Sylvester and his wife, Barbara Meister, wanted to keep Andrew, who is profoundly gifted with numbers, engaged and learning. So last fall, the father launched the Santa Cruz Math Circle: a six-week enrichment program that brought in mathematicians for two hours on Sunday afternoons to explore and discuss fascinating numerical puzzles and concepts with fourth- through eighth-graders. Math circles are an Eastern European and Russian tradition that spread across the U.S. in the last two decades. The goal wasn’t to plod through the standard formulas in preparation for a test, but to provide a stimulating and interactive environment in which Andrew and other kids with a knack for numbers could experience “math that was challenging and fun at the same time,” said Sylvester, a software engineer who works in Silicon Valley.

The new course in Santa Cruz has been “a huge success,” said Evelyn Strauss, whose 10-year-old son was an avid participant. “There’s a wide range of kids who are really enjoying the program.” Most students go through elementary school thinking that mathematics is only about adding and subtracting and arithmetic, “but there’s this whole world of math that’s not typically covered in school and that’s really interesting,” she said. Math circle reveals that world to kids.

Creating a math circle takes a lot of energy and planning — from finding dynamic instructors to booking classroom space — but it can be well worth the effort if no similar enrichment opportunities are available nearby. Parents might consider forming a circle when their children come home from school saying they’re bored with the level of mathematics that’s being taught, Sylvester said. “If your kid comes back and wants more challenging math, or if they love math or they love puzzles, then start one.”

One Sunday last November, the fledgling program was underway at a community center, with around 19 boys and seven girls mulling over a game called Conway’s checkers. The visiting instructor that day was Zvezdelina Stankova, a Mills College professor and director of the Berkeley Math Circle. Each student was given a sheet of paper with a grid of squares — divided in half by a thick line — and a pile of pennies to serve as checkers. Beginning at one end of the board, and given particular rules for checker-jumping and a theoretically endless supply of coins, Stankova asked: How far could the coins be advanced?

*GIVEN INFORMATION*:
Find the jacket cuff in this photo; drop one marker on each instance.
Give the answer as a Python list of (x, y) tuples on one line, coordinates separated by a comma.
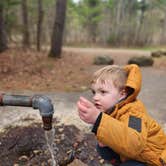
[(163, 157), (96, 125)]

*SHORT EXERCISE*:
In the excerpt about the Santa Cruz Math Circle, which grades of students did the program bring together with mathematicians?

*FINAL ANSWER*:
Fourth- through eighth-graders.